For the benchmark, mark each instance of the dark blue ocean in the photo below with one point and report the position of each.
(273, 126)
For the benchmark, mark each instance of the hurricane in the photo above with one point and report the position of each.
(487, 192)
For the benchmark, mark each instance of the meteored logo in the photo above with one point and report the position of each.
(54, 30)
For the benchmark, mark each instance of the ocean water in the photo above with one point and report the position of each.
☆ ☆ ☆ ☆ ☆
**To do:** Return every one of the records above word for word, leaving each line unchanged.

**Solution to the exercise:**
For the benchmark, mark each instance of the dark blue ocean in the photo below with one point and report the position of each.
(273, 126)
For the benchmark, mark each instance of the hurricane in the photo above with one point and report the position of each.
(487, 192)
For the benchmark, mark each instance of the meteored logo in the photo above with one point and report the position of each.
(54, 30)
For the benchmark, mark each instance of the ocean water in the photo above with one point and report the position of each.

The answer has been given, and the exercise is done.